→ **GIVEN TASK**
Return the material below in full and exactly.

→ **ENTRIES SHOWN**
○ ○ ○
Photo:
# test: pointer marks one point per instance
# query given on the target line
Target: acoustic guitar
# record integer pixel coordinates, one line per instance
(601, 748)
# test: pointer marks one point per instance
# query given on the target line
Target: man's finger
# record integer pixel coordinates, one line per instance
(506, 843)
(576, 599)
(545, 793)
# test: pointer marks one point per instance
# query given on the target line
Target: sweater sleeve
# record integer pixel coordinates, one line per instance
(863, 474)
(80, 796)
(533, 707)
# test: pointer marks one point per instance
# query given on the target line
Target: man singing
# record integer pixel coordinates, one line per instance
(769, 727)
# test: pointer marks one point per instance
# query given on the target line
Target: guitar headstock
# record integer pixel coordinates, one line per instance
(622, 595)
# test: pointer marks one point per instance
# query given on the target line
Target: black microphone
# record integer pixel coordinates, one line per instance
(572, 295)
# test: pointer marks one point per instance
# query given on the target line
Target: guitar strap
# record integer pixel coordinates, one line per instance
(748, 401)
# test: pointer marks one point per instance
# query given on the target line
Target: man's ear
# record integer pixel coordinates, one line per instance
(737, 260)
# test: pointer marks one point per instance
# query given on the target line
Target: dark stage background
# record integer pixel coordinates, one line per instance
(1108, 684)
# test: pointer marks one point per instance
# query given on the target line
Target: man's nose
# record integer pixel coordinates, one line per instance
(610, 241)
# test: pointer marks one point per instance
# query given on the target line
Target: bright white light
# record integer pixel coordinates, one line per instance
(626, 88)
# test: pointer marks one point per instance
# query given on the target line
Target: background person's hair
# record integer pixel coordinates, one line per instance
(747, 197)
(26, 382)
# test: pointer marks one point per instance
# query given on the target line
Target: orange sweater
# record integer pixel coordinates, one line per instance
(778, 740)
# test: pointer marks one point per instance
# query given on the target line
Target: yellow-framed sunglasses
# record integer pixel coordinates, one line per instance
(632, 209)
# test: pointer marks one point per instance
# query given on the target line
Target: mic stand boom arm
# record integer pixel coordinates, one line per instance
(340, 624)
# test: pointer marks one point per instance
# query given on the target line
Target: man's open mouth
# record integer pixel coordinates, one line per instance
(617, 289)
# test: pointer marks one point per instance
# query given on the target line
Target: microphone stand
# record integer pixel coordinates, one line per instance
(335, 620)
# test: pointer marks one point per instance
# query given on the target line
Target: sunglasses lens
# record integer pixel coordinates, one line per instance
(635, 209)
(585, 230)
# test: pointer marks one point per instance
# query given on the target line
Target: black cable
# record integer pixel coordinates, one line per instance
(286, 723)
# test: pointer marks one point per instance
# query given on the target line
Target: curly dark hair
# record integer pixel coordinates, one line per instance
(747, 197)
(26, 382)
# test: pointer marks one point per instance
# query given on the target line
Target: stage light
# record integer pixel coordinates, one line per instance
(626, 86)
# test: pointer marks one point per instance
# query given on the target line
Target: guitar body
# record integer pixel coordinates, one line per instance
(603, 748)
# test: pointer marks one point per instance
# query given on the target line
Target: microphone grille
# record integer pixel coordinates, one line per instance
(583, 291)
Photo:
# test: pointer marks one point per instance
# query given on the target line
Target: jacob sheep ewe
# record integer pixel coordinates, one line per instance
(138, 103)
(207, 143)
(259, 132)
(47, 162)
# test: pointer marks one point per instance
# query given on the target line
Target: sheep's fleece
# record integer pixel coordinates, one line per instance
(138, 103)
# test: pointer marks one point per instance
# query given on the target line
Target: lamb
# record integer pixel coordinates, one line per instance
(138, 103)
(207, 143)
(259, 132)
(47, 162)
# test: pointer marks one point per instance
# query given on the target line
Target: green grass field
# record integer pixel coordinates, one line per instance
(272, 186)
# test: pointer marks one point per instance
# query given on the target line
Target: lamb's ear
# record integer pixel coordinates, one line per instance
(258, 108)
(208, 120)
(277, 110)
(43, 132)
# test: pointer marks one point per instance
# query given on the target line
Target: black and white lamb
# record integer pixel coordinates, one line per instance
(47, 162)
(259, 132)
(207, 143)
○ ○ ○
→ **RESULT**
Photo:
# test: pointer marks one point per instance
# query given on the target line
Target: acoustic guitar
# record integer pixel coordinates, one line per instance
(601, 748)
# test: pointer marks one point per instance
# query given on the target line
Target: man's finger
# record integer pixel coordinates, one line per instance
(506, 843)
(576, 599)
(545, 793)
# test: pointer marks one point per instance
# query given on the target line
Target: sweater sleeve
# record integer pixel coordinates, one line per instance
(863, 474)
(80, 796)
(533, 707)
# test: pointer marks one point per instance
# query given on the target line
Target: man singing
# record integer pixel coordinates, one line per instance
(769, 727)
# test: pointer marks one point per instance
# query given on the target line
Target: guitar headstock
# record integer pixel coordinates, one line per instance
(622, 595)
# test: pointer marks one point per instance
# query given on the target line
Target: black microphone
# record integer pixel coordinates, one line per instance
(572, 295)
# test: pointer marks one point per instance
# query given on the target line
Target: guitar strap
# record integer pixel coordinates, one line per instance
(748, 401)
# test: pointer marks one point per instance
# query given on the target line
Target: man's ear
# record integer pixel coordinates, one line per instance
(737, 260)
# test: pointer marks one point per instance
# query given on the target line
Target: dark stage background
# record integer pixel coordinates, one line per instance
(1108, 684)
# test: pointer marks one point per instance
# query given on the target line
Target: man's nose
# record integer pixel coordinates, one line per instance
(610, 241)
# test: pointer marks one point per instance
# query given on the target line
Target: bright white light
# record integer pixel coordinates, one line per instance
(626, 88)
# test: pointer marks one point per instance
# query given on the target line
Target: background person's hair
# record integer pixel coordinates, one line per instance
(747, 197)
(26, 382)
# test: pointer marks one point per instance
# query given on the target line
Target: orange sweater
# record integer pixel coordinates, one line per instance
(778, 740)
# test: pointer marks one point per instance
# query given on the target line
Target: yellow-framed sunglasses
# record integer pixel coordinates, one line per instance
(632, 209)
# test: pointer marks one point per instance
# query given on the target line
Target: mic stand boom arm
# record integer pixel coordinates, one line per instance
(340, 624)
# test: pointer marks one point per instance
# query given on the target line
Target: man's open mouth
# record integer pixel coordinates, one line per instance
(617, 289)
# test: pointer marks one point per instance
# query given on the target line
Target: microphone stand
# record integer pixel coordinates, one line per instance
(335, 620)
# test: pointer marks one point per instance
# query given on the target line
Target: sunglasses lens
# record integer pixel coordinates, one line per instance
(635, 209)
(585, 230)
# test: pointer marks one point per instance
# query given on the target line
Target: black cable
# record integer pixel coordinates, one line per instance
(286, 723)
# test: pointer marks one point per instance
# query given on the target line
Target: curly dark hair
# record integer pixel coordinates, one line per instance
(747, 197)
(26, 382)
# test: pointer marks one point per instance
# query given on the target line
Target: stage light
# record integer pixel coordinates, one line per instance
(626, 86)
# test: pointer marks one point per instance
# query given on the target line
Target: guitar body
# record integer pixel coordinates, one line per instance
(603, 748)
# test: pointer marks one point per instance
# query given on the target line
Target: microphone grille
# record integer pixel coordinates, one line per instance
(583, 291)
Photo:
# test: pointer marks one point per instance
# query given on the target line
Target: jacob sheep ewe
# record integer pixel coordinates, one line per instance
(138, 103)
(207, 143)
(259, 132)
(47, 162)
# test: pointer marks one point per instance
# query given on the target line
Target: sheep's fleece
# record integer pixel coordinates, one line per instance
(138, 103)
# test: pointer marks one point per instance
# query given on the target line
Target: lamb
# record integer pixel coordinates, one line per instance
(138, 103)
(207, 143)
(259, 132)
(47, 162)
# test: pointer marks one point per instance
# query given on the target line
Target: green grass field
# record integer pixel coordinates, one line per instance
(272, 186)
# test: pointer marks one point per instance
# query given on the target line
Target: lamb's ear
# record integer pixel coordinates, one line per instance
(258, 108)
(208, 120)
(277, 110)
(43, 132)
# test: pointer marks one point per instance
# query given on the target line
Target: black and white lamb
# record integer pixel coordinates, one line per instance
(47, 162)
(259, 132)
(207, 143)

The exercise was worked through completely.